Natural language region descriptions

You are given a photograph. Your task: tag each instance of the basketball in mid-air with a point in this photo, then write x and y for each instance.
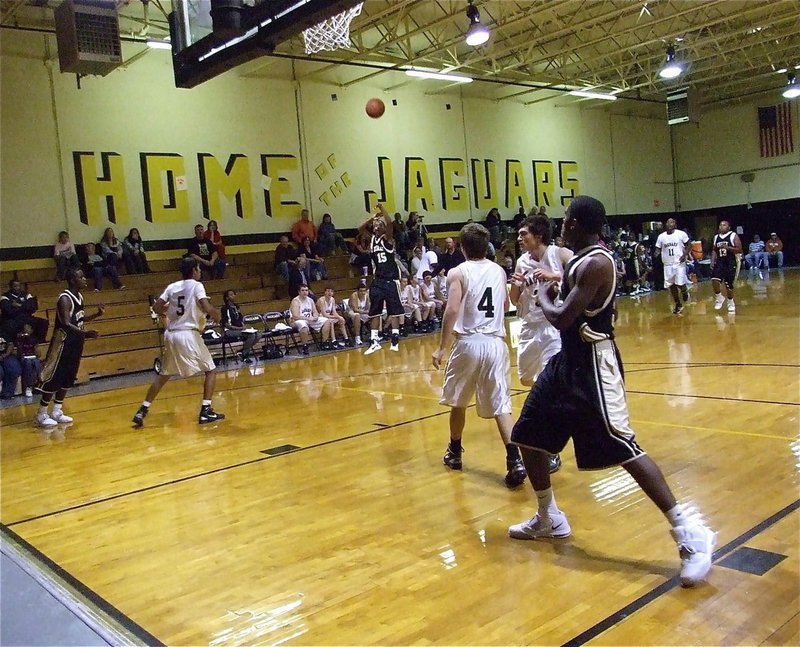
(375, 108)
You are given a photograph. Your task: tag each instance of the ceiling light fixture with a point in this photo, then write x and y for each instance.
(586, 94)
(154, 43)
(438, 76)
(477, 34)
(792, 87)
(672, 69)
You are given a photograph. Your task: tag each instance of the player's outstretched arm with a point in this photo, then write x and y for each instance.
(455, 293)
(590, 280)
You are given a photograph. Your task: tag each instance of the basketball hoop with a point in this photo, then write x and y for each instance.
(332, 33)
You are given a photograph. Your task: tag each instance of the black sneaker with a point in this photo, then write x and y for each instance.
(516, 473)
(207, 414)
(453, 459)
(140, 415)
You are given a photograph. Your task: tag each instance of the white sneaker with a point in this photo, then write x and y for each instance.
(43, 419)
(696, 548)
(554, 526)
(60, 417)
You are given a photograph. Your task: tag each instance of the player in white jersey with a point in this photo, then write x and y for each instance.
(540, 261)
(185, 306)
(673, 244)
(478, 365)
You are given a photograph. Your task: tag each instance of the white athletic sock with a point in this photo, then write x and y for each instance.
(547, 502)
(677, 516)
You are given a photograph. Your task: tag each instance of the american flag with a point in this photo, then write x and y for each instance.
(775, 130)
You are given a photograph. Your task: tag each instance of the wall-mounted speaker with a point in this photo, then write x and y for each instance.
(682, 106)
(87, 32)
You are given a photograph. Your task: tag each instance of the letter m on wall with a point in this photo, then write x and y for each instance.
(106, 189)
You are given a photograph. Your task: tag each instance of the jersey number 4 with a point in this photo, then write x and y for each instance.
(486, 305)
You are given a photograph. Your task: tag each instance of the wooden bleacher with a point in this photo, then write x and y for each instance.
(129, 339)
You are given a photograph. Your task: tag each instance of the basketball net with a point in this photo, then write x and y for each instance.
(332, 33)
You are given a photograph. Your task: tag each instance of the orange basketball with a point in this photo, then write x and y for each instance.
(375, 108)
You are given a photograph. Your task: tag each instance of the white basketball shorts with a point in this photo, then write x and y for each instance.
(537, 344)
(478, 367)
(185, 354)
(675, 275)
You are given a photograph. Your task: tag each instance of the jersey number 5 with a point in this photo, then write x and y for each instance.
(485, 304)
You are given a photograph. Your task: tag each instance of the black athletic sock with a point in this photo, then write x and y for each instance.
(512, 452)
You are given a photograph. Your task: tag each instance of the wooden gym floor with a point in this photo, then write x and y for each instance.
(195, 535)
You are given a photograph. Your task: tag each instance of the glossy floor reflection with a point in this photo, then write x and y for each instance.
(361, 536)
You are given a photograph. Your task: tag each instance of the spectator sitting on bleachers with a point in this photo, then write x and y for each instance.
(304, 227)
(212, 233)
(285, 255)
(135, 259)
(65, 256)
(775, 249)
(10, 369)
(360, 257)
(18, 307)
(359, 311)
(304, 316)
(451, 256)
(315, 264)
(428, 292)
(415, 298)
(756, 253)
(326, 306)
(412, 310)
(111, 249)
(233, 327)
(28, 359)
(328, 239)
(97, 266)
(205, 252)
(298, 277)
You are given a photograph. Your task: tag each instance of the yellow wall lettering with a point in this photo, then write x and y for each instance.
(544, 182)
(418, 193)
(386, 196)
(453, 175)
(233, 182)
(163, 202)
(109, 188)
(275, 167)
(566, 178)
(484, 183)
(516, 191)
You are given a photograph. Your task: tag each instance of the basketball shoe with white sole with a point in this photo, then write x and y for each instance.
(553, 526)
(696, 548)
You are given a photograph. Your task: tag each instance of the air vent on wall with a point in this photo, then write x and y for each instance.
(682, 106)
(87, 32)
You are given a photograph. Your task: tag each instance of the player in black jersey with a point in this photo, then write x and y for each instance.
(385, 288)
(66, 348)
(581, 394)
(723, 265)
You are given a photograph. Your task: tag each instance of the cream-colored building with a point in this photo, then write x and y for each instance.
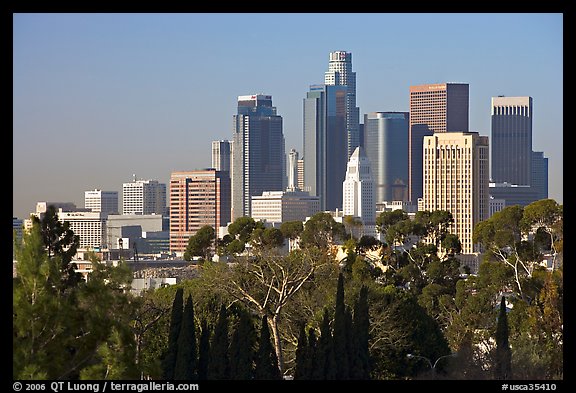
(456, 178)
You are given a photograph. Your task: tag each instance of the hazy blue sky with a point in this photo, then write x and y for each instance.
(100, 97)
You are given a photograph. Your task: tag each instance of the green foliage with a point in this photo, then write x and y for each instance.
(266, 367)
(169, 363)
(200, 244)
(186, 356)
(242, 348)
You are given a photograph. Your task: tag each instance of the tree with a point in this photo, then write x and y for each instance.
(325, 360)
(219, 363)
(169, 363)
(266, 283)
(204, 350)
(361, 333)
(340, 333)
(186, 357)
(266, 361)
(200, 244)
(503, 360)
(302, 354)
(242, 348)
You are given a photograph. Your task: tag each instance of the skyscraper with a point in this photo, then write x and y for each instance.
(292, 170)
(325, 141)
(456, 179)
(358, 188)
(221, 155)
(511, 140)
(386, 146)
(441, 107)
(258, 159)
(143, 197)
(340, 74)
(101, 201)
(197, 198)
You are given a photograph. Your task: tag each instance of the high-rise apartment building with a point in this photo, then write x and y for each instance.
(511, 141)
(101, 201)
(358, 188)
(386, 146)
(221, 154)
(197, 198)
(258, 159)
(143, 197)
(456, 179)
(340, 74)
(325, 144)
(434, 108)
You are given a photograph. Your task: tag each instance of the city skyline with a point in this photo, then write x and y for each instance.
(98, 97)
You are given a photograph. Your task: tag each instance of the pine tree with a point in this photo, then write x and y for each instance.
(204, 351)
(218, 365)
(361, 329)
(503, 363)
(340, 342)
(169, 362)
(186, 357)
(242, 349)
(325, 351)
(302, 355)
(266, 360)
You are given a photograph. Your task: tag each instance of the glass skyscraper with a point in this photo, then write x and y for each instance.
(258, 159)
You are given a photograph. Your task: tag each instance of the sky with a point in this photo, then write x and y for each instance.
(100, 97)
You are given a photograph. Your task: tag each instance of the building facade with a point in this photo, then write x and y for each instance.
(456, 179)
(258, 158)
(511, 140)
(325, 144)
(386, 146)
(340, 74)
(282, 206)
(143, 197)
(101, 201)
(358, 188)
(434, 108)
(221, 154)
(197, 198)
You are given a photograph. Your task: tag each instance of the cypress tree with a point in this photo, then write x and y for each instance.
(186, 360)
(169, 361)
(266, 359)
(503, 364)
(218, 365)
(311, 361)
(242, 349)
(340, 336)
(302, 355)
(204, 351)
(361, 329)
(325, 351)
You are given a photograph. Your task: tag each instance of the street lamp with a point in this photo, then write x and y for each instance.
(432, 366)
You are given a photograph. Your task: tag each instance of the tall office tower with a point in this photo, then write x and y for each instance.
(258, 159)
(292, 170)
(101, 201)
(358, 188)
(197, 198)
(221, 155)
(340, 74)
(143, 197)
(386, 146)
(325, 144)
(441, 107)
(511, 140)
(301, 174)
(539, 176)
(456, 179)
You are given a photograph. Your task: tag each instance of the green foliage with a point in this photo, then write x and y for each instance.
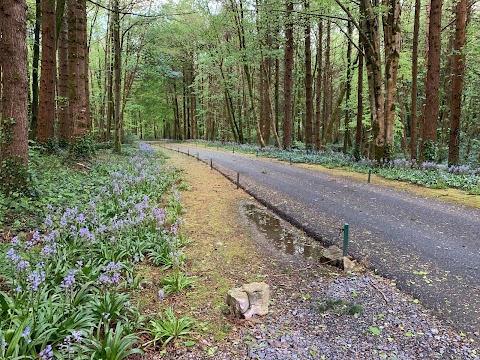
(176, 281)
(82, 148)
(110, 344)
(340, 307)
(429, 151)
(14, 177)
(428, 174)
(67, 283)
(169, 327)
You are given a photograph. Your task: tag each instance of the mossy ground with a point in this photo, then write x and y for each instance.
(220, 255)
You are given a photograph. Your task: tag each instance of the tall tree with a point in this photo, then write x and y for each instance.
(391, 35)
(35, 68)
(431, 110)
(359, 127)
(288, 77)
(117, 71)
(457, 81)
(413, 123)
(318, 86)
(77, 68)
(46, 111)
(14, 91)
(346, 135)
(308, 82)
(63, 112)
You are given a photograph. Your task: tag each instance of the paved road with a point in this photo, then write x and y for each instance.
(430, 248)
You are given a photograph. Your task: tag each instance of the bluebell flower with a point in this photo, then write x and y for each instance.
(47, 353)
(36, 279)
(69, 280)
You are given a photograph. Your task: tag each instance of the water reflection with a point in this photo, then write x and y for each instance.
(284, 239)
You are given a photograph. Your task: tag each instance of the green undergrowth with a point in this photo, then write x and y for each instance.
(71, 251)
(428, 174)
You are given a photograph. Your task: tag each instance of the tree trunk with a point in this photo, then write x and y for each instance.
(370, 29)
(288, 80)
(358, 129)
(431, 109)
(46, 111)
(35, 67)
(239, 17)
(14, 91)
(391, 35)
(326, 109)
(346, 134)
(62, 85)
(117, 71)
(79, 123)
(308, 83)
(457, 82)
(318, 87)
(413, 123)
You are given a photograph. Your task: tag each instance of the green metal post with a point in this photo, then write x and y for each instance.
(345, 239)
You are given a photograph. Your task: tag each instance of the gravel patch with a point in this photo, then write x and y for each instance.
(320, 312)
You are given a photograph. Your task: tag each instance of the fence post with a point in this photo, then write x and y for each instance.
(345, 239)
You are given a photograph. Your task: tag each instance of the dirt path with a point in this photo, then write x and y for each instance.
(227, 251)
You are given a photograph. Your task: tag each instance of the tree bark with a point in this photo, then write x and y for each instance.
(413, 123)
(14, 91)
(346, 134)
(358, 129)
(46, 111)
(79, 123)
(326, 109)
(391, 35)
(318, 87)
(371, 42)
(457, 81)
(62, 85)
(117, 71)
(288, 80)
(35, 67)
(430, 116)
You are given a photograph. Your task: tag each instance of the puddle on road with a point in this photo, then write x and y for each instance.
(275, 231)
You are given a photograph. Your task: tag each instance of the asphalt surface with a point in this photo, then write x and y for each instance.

▶ [What the exercise asks]
Please transcribe exactly the line containing "of the puddle" and every line after it through the end of the records, and nothing else.

▶ [Solution below]
You are given a photograph. Your task: tag each instance of the puddle on road with a point in this photo, then write x and y for each instance.
(275, 231)
You are given a photograph. Your task: tag each instance of the asphalt surface with a point in this photo, then write x and y for each instance.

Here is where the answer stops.